Excerpt to read
☆ ☆ ☆ ☆

802 Posts

June 6th, 2012 10:00

I would suggest a completely separate VLAN dedicated for Management. Also, you might take a look at storm control on you switch.

 

Storm Control

 

A traffic storm occurs when incoming packets flood the LAN resulting in network performance

degradation. The Storm Control feature protects against this condition.

The switch software provides broadcast, multicast, and unicast storm recovery for individual interfaces.

Unicast Storm Control protects against traffic whose MAC addresses are not known by the system.

For broadcast, multicast, and unicast storm control, if the rate of traffic ingressing on an interface

increases beyond the configured threshold for that type, the traffic is dropped.

To configure storm control, you will enable the feature for all interfaces or for individual interfaces, and

you will set the threshold (storm control level) beyond which the broadcast, multicast, or unicast traffic

will be dropped.

Configuring a storm-control level also enables that form of storm-control. Disabling a storm-control level

(using the “no” version of the command) sets the storm-control level back to default value and disables

that form of storm-control. Using the “no” version of the “storm-control” command (not stating a

“level”) disables that form of storm-control but maintains the configured “level” (to be active next time

that form of storm-control is enabled).

 

NOTE: The actual rate of ingress traffic required to activate storm-control is based on the size of incoming packets

and the hard-coded average packet size of 512 bytes - used to calculate a packet-per-second (pps) rate - as the

forwarding-plane requires pps versus an absolute rate Kbps. For example, if the configured limit is 10%, this is

converted to ~25000 pps, and this pps limit is set in forwarding plane (hardware). You get the approximate desired

output when 512bytes packets are used.

 

CLI Example

 

The following examples show how to configure the storm control feature an Ethernet interface. The

interface number is 1/g17.Example #1: Set Broadcast Storm Control for an Interface

 

console#configure

console(config)#interface ethernet 1/g17

console(config-if-1/g17)#storm-control broadcast ?

 

                 Press enter to execute the command.

level                  Configure storm-control thresholds.

 

console(config-if-1/g17)#storm-control broadcast level ?

 

               Enter the storm-control threshold as percent of port

                          speed. Percent of port speed is converted to

                          PacketsPerSecond based on 512 byte average packet

                          size and applied to HW. Refer to documentation for

                          further details.

☆ ☆ ☆ ☆

Dataset section
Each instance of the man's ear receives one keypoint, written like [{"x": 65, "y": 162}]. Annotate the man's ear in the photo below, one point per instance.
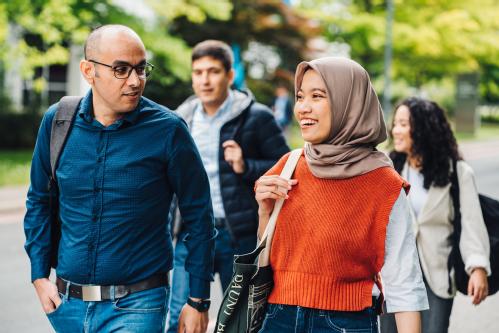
[{"x": 87, "y": 69}]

☆ ☆ ☆ ☆

Exercise description
Answer these questions from the storm control post:
1. What kind of traffic does Unicast Storm Control protect against?
2. What hard-coded average packet size is used to calculate the packet-per-second rate?
3. Which interface number do the CLI examples configure?

Expected answer
1. Traffic whose MAC addresses are not known by the system.
2. 512 bytes.
3. 1/g17.